EXERCISE TASK. From the willpower text, extract everything from "I read it in" down to "you can’t learn.", word for word.

GIVEN TEXT.
-- -- --

Awhile back I had one of those moments where I read something that made all the kaleidoscope pieces shift slightly into a pattern that made more sense: part of our problem in trying to make the best, healthiest choice about everything is that self-control is a limited resource. If you’re constantly forcing yourself to behave in ways that don’t feel very good, by the end of the day you’ve got no willpower left and you find yourself with your head in the refrigerator licking the pie plate, or using your to do list as a coaster while you watch a third episode of some show you don’t even like. If you don’t actively decide what’s important to you and cut yourself some slack around it, the things you succeed and fail at get decided for you by how worn down your resistance is when they come around.

I read it in The Willpower Instinct by Stanford professor Kelly McGonigal, who is also a big proponent of the “science-help” genre, which I appreciate since reading actual psychology or science articles often requires more willpower than I have available at the end of the evening. When she says that willpower is a limited resource, that doesn’t mean she’s giving people a get out of jail free card though. Her main point is that it’s a mind-body response which can be studied, understood, and intentionally improved, not just a virtue that you either have or you don’t. The good and bad news is maybe there are some ways you really can’t control yourself, but that doesn’t mean you can’t learn.

Self-control is rooted in stopping something that feels good because you can see that it will lead somewhere bad later. Adults are pretty strongly motivated by the avoidance of imagined future pain, so if they envision their boss calling them into her office and yelling at them for doing something, that’s usually enough to stop them from doing it. Children, however, aren’t very good at predicting consequences. They need adults to act as a control while they’re learning because their primary motivation is the experience they’re having right now. They’re figuring out how to avoid getting in trouble later by making a better choice in the moment, but they’ll get all the way to being yelled at before they realize it was a mistake, at which point they’d do anything to make it stop. And that anything is often just another thing that seems like a good idea at the time, but actually makes it worse later.

One character type that seems to have been coming up a lot lately is that guy who can’t control himself, like Don Draper in Mad Men or Marty Hart in True Detective. In a way they act like children, but that tired metaphor is a cop out because however damaged they are, they’re grown men. Their problem is not so much an inability to perceive consequences as it is a crackerjack combination of gambling and self-deception that keeps convincing them it’s ok to spin the wheel just one more time. They have no self control in part because they can’t believe the consequences are real until they’re actually happening to them.

-- -- --

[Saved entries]

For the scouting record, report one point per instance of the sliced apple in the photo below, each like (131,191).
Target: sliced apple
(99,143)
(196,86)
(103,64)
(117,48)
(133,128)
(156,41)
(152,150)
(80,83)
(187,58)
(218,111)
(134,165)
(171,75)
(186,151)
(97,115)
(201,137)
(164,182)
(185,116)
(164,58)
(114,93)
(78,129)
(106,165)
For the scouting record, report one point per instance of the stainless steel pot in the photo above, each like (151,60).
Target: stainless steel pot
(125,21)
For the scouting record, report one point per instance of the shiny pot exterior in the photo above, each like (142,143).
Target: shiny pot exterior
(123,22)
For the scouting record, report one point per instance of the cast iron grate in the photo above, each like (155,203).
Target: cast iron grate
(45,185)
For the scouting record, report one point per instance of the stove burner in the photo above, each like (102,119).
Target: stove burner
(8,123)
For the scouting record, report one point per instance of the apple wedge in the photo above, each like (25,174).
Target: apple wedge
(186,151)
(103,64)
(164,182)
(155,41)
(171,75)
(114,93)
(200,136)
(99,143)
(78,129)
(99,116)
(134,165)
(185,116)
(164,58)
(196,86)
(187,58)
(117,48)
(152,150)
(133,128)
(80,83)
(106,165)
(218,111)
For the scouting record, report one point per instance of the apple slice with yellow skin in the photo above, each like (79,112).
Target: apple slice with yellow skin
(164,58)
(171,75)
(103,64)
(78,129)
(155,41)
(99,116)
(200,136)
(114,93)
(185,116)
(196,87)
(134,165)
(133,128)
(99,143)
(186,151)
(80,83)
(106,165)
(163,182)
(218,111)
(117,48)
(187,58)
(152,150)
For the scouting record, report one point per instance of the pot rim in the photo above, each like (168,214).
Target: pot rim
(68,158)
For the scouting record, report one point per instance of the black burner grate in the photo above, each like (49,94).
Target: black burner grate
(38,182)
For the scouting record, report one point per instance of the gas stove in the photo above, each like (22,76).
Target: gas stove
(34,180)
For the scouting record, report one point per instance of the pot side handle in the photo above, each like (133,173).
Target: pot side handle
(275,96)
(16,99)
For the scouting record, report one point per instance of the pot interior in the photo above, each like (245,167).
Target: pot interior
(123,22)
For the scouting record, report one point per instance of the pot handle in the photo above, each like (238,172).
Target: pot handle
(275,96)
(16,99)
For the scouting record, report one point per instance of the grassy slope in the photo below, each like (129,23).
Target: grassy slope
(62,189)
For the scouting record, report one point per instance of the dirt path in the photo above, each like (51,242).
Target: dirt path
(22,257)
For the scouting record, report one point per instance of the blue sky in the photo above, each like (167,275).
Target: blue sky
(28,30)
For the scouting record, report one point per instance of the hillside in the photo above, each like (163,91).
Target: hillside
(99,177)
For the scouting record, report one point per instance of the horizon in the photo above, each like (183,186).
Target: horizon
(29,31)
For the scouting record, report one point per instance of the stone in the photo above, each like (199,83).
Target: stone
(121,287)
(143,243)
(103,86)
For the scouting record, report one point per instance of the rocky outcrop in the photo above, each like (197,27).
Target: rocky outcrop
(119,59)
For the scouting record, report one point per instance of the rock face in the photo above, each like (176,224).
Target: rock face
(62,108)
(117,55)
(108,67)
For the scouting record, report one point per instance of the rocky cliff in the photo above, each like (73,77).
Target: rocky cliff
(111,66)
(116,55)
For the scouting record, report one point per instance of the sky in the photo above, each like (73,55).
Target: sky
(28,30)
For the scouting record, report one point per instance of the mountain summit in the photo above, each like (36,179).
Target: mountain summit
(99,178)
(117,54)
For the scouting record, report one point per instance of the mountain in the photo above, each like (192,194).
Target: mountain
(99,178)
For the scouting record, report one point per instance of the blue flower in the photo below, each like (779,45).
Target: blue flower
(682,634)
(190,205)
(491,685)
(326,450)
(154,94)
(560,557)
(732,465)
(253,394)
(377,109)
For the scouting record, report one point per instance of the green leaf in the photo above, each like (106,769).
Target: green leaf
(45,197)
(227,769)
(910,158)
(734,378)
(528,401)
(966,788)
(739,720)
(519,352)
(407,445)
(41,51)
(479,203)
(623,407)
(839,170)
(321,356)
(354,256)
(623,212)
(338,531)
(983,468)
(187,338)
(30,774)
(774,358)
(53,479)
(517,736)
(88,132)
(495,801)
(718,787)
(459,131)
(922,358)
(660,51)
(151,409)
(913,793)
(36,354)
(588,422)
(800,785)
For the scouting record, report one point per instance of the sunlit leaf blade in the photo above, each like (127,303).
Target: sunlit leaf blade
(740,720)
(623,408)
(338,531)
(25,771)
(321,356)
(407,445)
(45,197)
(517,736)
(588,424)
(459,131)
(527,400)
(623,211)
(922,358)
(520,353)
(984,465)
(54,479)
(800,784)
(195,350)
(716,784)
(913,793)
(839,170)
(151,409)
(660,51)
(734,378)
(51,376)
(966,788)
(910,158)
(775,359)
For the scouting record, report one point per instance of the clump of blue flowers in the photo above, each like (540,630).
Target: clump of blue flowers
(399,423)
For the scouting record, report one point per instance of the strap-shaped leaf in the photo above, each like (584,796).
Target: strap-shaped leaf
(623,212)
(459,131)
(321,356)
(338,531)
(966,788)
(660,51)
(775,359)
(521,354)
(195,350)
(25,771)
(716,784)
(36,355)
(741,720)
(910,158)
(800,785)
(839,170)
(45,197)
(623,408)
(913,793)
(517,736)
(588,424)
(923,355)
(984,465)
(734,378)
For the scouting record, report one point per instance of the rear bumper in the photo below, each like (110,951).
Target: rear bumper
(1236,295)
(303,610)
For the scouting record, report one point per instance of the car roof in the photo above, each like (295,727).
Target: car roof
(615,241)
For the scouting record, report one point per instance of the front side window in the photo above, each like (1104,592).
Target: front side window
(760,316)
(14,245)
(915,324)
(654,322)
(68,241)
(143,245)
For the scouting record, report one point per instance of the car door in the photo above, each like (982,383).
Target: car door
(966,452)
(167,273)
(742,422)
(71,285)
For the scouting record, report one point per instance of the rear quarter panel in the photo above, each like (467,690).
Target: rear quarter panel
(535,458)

-- -- --

OUTPUT OF THE TASK.
I read it in The Willpower Instinct by Stanford professor Kelly McGonigal, who is also a big proponent of the “science-help” genre, which I appreciate since reading actual psychology or science articles often requires more willpower than I have available at the end of the evening. When she says that willpower is a limited resource, that doesn’t mean she’s giving people a get out of jail free card though. Her main point is that it’s a mind-body response which can be studied, understood, and intentionally improved, not just a virtue that you either have or you don’t. The good and bad news is maybe there are some ways you really can’t control yourself, but that doesn’t mean you can’t learn.